● Parts of the exercise:
a – Translate this sentence from the market letter into Spanish: "Currencies are inherently relative value bets, and, at the moment, I don’t see what USD will depreciate against."
b – Carry on the market letter past its final sentence, in the same voice and style.

● Passage to read:
****
Patience Is A Virtue - March 10, 2015

Click Here for This Week's Full Letter - March 10, 2015

    

Greetings,

          The latest employment data for February showed continuing labor market strength, sending the US dollar to its highest level in 12 years. Some would even say the USD move looks parabolic, which is synonymous with bubbles. The dollar could peak here, but I doubt it. Currencies are inherently relative value bets, and, at the moment, I don’t see what USD will depreciate against. The Euro? Take a look at the chart below. Net bond issuance from the Eurozone is negative for the first time in the currency-bloc’s history. At the same time, the ECB is buying a fixed amount (60 billion EUR) of debt every month until September 2016. Increased demand combined with shrinking supply means Eurozone rates are headed lower regardless of the economic environment.

           The prospect of higher rates in the US has many investors nervous about the stock market, but legendary investor Stan Druckenmiller isn’t worried. In an interview last week, Druckenmiller made the astute point that if rates are going up, you should short bonds – not necessarily stocks. The stock market is facing several headwinds at the moment, mainly a stronger dollar, but the Federal Reserve has maintained the loosest monetary policy in its history for several years.

          India and China, home to 35% of the world’s population, both cut interest rates within the past 10 days for the second time in 2015 – and they have plenty of room to ease further. Monetary easing is an incredibly powerful tool for policymakers, and it often impacts the economy with a 9-12 month lag. Therefore it’s entirely plausible that we could see the stock market rally appreciably from these already expensive levels, even with higher rates.
****
Referring expression pointing data:

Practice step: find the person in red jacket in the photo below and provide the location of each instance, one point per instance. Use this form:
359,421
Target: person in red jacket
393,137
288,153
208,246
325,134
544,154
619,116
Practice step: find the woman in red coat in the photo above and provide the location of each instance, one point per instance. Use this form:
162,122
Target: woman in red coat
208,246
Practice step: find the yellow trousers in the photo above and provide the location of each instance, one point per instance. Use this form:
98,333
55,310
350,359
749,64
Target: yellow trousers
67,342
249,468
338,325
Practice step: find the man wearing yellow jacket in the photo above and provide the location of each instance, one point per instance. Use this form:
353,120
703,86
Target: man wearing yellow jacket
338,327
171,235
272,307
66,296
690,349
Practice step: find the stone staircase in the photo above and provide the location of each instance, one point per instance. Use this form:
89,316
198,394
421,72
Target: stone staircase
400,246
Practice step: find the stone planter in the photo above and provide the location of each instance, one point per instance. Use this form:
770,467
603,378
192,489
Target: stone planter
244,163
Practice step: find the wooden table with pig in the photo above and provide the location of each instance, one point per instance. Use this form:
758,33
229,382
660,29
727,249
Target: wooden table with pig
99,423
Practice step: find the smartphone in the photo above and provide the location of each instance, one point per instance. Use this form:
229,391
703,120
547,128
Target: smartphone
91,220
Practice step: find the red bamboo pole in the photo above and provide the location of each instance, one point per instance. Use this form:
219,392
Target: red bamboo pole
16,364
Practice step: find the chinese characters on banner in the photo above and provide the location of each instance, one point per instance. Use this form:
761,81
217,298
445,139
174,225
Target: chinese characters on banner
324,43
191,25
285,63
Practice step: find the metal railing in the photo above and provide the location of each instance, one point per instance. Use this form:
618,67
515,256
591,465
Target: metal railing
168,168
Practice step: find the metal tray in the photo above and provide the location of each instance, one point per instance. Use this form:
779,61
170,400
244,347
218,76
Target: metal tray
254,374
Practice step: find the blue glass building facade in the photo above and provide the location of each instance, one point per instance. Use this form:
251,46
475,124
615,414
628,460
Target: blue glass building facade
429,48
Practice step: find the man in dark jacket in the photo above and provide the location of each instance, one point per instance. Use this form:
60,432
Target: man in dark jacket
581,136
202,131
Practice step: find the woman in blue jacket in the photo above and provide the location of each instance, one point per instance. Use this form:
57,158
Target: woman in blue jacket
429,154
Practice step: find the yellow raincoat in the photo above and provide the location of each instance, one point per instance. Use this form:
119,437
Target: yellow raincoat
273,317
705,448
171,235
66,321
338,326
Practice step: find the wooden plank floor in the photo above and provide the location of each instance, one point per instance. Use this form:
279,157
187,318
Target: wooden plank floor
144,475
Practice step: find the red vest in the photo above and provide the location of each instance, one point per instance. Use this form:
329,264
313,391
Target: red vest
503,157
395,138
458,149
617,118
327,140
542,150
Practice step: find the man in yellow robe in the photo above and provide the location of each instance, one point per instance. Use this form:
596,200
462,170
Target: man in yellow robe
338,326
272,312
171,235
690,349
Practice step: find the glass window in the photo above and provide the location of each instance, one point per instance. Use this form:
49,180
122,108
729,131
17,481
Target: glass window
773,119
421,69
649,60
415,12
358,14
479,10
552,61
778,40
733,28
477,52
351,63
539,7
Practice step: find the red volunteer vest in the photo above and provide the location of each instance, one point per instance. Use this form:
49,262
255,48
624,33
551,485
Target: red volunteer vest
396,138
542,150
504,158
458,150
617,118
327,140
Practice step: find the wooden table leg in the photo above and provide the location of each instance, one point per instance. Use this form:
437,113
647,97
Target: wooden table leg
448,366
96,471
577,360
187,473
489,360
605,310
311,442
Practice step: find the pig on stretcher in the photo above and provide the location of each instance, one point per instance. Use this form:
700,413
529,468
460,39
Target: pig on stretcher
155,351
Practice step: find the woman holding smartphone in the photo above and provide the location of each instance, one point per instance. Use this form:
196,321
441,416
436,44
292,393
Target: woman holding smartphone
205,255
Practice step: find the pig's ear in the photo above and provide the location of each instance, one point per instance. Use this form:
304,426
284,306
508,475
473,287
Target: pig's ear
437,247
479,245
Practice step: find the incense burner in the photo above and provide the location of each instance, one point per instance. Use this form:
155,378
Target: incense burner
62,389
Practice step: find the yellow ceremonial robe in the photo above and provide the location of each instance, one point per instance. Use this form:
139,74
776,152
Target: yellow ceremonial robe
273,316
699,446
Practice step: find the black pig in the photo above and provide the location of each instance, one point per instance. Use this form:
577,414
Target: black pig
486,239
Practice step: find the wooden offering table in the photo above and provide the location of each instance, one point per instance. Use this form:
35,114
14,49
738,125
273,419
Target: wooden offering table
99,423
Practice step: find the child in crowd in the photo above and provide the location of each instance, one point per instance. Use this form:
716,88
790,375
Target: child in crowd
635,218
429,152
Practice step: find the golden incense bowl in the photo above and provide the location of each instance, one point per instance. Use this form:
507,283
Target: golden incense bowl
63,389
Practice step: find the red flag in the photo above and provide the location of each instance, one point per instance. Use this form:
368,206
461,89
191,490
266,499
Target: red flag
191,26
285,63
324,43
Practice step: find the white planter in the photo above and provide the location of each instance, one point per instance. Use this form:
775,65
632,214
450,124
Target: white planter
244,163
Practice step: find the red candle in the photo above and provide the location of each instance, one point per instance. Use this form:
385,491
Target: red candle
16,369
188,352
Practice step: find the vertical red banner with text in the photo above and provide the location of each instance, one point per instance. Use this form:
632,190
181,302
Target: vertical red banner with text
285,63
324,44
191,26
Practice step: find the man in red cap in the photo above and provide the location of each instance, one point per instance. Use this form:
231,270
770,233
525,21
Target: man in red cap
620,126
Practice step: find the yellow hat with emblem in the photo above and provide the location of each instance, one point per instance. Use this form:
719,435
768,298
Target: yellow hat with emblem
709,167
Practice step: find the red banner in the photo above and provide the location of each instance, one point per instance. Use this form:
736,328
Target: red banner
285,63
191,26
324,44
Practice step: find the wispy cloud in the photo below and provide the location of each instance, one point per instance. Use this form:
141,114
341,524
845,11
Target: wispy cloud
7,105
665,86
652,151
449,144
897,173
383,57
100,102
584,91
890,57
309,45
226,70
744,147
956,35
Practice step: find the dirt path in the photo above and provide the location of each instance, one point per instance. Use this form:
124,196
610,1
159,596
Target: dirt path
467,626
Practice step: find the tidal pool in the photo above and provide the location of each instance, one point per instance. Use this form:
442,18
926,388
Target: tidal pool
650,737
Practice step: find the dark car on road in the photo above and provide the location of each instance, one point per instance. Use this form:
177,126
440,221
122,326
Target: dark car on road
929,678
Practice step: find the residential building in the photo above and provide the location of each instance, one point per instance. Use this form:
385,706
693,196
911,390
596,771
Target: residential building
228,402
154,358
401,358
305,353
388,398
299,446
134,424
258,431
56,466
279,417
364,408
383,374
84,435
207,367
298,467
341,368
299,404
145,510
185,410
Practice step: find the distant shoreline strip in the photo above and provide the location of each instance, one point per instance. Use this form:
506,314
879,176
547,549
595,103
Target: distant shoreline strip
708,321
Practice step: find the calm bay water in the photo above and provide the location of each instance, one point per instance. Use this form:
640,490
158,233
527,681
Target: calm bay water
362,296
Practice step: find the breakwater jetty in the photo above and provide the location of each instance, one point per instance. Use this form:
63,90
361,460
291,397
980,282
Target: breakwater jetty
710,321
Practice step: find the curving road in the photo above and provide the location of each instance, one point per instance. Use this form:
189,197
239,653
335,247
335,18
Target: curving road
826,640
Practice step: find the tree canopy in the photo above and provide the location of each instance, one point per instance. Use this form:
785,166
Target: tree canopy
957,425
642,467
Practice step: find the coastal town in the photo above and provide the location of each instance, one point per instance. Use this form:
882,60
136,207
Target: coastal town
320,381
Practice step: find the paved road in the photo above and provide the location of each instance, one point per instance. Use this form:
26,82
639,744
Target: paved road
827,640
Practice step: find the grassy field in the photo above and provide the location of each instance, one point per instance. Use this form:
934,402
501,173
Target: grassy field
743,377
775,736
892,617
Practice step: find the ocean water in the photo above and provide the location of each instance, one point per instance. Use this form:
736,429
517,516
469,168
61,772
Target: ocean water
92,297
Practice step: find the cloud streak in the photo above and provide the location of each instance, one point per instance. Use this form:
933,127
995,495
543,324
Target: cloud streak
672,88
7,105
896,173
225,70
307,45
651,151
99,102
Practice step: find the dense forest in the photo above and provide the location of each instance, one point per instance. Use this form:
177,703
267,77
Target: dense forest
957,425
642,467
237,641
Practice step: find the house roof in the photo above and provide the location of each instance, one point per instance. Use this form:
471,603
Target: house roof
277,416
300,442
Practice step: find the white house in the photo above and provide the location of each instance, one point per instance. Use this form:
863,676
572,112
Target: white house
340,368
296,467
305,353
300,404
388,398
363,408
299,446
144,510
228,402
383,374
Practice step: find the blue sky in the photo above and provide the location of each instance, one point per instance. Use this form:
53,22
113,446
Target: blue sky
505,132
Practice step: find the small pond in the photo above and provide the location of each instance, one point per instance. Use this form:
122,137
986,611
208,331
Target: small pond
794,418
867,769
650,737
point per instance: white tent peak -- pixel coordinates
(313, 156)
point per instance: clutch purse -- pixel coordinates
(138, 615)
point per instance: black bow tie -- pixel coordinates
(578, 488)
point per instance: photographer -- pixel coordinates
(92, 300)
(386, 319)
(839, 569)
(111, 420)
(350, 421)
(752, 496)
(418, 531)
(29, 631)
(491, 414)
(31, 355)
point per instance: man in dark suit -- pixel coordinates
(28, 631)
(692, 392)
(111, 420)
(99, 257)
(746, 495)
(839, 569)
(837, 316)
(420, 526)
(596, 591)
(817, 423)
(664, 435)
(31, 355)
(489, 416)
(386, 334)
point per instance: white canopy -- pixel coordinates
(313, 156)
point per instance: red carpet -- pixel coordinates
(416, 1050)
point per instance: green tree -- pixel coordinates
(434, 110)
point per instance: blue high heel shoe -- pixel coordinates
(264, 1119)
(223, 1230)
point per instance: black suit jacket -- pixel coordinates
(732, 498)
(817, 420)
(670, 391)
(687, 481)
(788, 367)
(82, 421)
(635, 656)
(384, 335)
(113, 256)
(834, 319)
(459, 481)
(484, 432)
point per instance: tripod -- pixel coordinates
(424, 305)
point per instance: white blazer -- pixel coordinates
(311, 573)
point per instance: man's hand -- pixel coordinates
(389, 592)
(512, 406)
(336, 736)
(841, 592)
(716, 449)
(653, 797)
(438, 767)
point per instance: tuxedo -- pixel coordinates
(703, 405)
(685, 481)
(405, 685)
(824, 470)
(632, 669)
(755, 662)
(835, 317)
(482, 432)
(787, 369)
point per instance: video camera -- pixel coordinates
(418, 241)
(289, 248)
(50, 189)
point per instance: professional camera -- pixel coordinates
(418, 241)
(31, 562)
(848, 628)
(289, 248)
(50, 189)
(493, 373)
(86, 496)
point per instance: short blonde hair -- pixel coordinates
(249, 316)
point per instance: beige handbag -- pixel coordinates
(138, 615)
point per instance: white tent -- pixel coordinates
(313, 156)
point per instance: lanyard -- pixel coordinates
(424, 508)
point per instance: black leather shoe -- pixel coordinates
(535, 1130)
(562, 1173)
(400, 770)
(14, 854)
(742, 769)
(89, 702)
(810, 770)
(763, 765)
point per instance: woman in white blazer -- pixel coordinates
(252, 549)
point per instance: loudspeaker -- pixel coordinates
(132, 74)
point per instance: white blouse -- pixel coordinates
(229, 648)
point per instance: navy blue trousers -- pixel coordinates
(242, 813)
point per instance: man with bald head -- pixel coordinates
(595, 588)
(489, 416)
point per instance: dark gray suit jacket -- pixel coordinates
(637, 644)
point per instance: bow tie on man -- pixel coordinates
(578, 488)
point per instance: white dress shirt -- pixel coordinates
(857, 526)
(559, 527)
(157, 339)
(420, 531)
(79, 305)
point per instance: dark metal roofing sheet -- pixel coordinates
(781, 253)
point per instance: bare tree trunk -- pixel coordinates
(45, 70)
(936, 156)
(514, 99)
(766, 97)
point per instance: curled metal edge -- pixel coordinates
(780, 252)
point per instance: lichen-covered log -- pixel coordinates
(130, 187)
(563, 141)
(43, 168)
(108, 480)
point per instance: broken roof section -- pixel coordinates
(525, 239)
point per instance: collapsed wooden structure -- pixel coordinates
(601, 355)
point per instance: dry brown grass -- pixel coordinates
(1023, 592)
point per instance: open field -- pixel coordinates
****
● Responses in order:
a – Las divisas son, por naturaleza, apuestas de valor relativo y, por el momento, no veo frente a qué se depreciará el USD.

b –
          However, as history has taught us, the bigger the boom – the bigger the bust. The fact that there’s a debate over a 25bps hike tells us that while low interest rates boost asset prices, they’ve failed to deliver a robust recovery. Savers are being deprived of interest income and it’s very difficult to invest in these markets. At some point the tide will turn, volatility will pick up and there will be mouth-watering opportunities. Unfortunately, six years into this monetary experiment, it looks like we still need to be patient and wait for asymmetric opportunities.

      

          I made my podcast debut last week on the American Monetary Association’s weekly show. It was recorded in February, but most of the content is still pertinent. The Cup & Handle Fund was roughly flat last week, still up 10% since inception. I’m going to start my writing my March investment letter soon, and subscribers should expect to see the finished product within the next two weeks – if you’d like to start receiving these letters click here.

     

Today’s letter will cover several topics, including:

  • Getting Real in Brazil
  • Buybacks Keep Booming
  • Denmark’s FX Gamble
  • Chart of the Week

   

With that, I give you this week's letter:

March 10, 2015

    

As always, if you have any questions or comments or just want to vent, please send me an email at mike@cup-handle.com.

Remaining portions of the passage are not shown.